SHORT PROBLEM 1 ▸
From the listing, copy verbatim every line from the one holding "Find the glossy" through the one holding "625], [1193, 618]]]", inclusive.

Video Unsupervised Domain Adaptation with Deep Learning: A Comprehensive Survey
Yuecong Xu, Haozhi Cao, Zhenghua Chen, Xiaoli Li, Lihua Xie, Jianfei Yang
TL;DR
Video unsupervised domain adaptation (VUDA) tackles domain shifts between labeled source videos and unlabeled target videos to improve generalization without target annotations. The survey categorizes closed-set VUDA methods into adversarial, discrepancy-based, semantic-based, reconstruction-based, and composite families, and reviews non-closed-set scenarios (PVDA, OSVDA, MSVDA, SFVDA, BVDA, VTTA, UI2V) with their respective techniques. It catalogues a wide range of benchmark datasets spanning primary, larger-shift, partial-set, multi-domain, VDG, and cross-domain video semantic segmentation tasks, and discusses backbone choices and their impact on performance. The authors identify practical challenges—multi-modality handling, privacy, and lack of theoretical VUDA grounding—and propose directions around transformer-based backbones, language-vision models, and expanded VUDA scenarios to enhance real-world applicability.
Abstract
Video analysis tasks such as action recognition have received increasing research interest with growing applications in fields such as smart healthcare, thanks to the introduction of large-scale datasets and deep learning-based representations. However, video models trained on existing datasets suffer from significant performance degradation when deployed directly to real-world applications due to domain shifts between the training public video datasets (source video domains) and real-world videos (target video domains). Further, with the high cost of video annotation, it is more practical to use unlabeled videos for training. To tackle performance degradation and address concerns in high video annotation cost uniformly, the video unsupervised domain adaptation (VUDA) is introduced to adapt video models from the labeled source domain to the unlabeled target domain by alleviating video domain shift, improving the generalizability and portability of video models. This paper surveys recent progress in VUDA with deep learning. We begin with the motivation of VUDA, followed by its definition, and recent progress of methods for both closed-set VUDA and VUDA under different scenarios, and current benchmark datasets for VUDA research. Eventually, future directions are provided to promote further VUDA research. The repository of this survey is provided at https://github.com/xuyu0010/awesome-video-domain-adaptation.

TASK MATERIAL ▸
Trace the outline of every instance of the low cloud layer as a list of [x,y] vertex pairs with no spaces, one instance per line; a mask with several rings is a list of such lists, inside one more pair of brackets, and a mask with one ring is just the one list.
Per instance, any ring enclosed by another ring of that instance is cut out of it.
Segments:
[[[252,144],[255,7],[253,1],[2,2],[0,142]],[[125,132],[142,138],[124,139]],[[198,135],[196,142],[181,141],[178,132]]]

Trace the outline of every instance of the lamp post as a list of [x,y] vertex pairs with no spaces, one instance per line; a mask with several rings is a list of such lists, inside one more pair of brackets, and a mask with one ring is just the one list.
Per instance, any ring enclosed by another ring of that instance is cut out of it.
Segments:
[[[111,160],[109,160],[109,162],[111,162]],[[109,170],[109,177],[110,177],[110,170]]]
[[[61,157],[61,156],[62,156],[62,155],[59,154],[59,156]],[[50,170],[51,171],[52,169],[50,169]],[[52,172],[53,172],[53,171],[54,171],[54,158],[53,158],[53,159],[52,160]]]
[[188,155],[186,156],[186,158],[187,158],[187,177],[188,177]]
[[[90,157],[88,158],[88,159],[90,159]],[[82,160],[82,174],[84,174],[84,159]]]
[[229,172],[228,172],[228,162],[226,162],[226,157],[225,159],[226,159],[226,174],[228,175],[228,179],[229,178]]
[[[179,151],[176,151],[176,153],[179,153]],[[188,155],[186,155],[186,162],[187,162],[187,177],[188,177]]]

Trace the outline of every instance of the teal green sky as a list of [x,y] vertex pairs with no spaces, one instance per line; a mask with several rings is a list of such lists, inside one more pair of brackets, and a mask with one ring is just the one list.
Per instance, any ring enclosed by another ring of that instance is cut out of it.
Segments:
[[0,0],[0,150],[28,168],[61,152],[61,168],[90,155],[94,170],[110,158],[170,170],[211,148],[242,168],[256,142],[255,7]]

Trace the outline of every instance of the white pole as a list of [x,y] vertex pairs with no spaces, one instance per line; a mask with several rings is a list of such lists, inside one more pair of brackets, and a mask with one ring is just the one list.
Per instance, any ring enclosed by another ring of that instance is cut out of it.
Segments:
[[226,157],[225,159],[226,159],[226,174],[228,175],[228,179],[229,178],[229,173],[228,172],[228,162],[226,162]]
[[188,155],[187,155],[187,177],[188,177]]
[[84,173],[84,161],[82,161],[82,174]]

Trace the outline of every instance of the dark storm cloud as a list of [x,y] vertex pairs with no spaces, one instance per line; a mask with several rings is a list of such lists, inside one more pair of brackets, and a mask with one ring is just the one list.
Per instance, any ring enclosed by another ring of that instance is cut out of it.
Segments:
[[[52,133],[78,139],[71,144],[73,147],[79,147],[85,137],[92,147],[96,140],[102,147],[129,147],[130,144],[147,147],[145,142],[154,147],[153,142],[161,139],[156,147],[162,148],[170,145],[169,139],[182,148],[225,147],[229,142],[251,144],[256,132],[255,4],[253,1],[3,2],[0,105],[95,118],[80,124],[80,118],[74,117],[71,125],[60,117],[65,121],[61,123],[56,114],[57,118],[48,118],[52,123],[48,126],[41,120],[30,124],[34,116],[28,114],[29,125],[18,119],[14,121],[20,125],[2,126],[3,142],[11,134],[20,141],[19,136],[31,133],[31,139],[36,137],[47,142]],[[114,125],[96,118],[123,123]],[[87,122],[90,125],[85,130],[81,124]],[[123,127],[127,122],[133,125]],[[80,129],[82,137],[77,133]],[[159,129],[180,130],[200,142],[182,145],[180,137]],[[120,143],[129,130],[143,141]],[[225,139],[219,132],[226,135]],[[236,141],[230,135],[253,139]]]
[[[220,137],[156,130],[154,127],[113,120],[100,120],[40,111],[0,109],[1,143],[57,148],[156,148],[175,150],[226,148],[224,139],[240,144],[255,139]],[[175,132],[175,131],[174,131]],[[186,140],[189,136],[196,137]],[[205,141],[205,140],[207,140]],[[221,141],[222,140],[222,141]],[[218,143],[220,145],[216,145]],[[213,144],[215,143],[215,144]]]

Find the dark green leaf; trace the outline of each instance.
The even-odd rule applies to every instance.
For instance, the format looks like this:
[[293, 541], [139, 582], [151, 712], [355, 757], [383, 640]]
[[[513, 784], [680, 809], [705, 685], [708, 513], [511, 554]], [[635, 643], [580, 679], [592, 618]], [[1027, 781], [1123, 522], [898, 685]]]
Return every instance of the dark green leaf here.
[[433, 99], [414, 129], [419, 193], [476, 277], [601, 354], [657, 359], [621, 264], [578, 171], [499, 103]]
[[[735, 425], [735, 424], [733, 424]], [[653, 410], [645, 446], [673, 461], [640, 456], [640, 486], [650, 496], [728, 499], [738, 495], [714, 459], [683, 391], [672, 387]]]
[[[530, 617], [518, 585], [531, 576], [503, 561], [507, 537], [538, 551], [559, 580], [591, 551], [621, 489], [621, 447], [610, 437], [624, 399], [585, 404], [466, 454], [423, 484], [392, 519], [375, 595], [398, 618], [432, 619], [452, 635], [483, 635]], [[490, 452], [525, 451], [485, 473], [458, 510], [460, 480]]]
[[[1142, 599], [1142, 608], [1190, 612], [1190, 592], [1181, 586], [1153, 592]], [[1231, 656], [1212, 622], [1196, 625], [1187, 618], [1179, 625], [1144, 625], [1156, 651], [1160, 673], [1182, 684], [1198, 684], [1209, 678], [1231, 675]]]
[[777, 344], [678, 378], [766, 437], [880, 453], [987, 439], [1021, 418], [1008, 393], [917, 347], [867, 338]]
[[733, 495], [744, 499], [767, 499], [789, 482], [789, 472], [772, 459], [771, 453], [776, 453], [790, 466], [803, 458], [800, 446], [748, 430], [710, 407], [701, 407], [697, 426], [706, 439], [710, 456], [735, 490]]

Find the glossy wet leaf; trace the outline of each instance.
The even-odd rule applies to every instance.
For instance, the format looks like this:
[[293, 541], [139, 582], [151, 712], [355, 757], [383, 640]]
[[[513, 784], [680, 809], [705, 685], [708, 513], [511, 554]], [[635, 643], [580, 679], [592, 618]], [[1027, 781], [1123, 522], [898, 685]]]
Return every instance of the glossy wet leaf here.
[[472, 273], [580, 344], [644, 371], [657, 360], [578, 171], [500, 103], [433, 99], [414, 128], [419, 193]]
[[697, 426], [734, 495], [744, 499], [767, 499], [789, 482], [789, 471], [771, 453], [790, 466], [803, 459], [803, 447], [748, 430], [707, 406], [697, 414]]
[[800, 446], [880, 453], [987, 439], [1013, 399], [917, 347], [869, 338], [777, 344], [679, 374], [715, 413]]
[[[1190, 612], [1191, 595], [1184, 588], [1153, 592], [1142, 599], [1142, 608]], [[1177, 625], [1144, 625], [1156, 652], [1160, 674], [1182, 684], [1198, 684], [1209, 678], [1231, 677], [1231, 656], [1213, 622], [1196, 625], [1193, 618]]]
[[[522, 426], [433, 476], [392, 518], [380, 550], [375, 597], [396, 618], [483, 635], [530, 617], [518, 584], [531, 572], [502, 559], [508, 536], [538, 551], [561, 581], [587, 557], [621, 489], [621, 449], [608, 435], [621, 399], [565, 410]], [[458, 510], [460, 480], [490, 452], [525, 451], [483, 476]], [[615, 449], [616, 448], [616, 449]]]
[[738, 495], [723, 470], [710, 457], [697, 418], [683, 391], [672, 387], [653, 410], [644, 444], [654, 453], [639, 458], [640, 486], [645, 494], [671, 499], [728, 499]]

SHORT PROBLEM 2 ▸
Into which families does the survey on video unsupervised domain adaptation sort closed-set methods?

COMPLETE ANSWER 1 ▸
Find the glossy wet leaf; trace the outline of each instance.
The even-odd rule applies to every instance.
For instance, the format looks like this:
[[293, 541], [139, 582], [151, 712], [355, 757], [383, 640]]
[[[513, 784], [680, 809], [705, 685], [708, 513], [511, 554]], [[635, 643], [580, 679], [592, 618]], [[1027, 781], [1123, 522], [898, 685]]]
Return every instance of the glossy wet leaf here.
[[472, 273], [580, 344], [644, 371], [657, 360], [578, 171], [500, 103], [433, 99], [414, 128], [419, 193]]
[[697, 426], [734, 495], [744, 499], [767, 499], [789, 482], [789, 471], [771, 453], [790, 466], [803, 459], [803, 447], [748, 430], [707, 406], [697, 414]]
[[800, 446], [880, 453], [987, 439], [1013, 399], [917, 347], [869, 338], [777, 344], [679, 374], [715, 413]]
[[[1190, 612], [1191, 595], [1184, 588], [1153, 592], [1142, 599], [1142, 608]], [[1177, 625], [1144, 625], [1156, 652], [1160, 674], [1182, 684], [1198, 684], [1209, 678], [1231, 677], [1231, 656], [1213, 622], [1196, 625], [1193, 618]]]

COMPLETE ANSWER 2 ▸
Adversarial, discrepancy-based, semantic-based, reconstruction-based, and composite.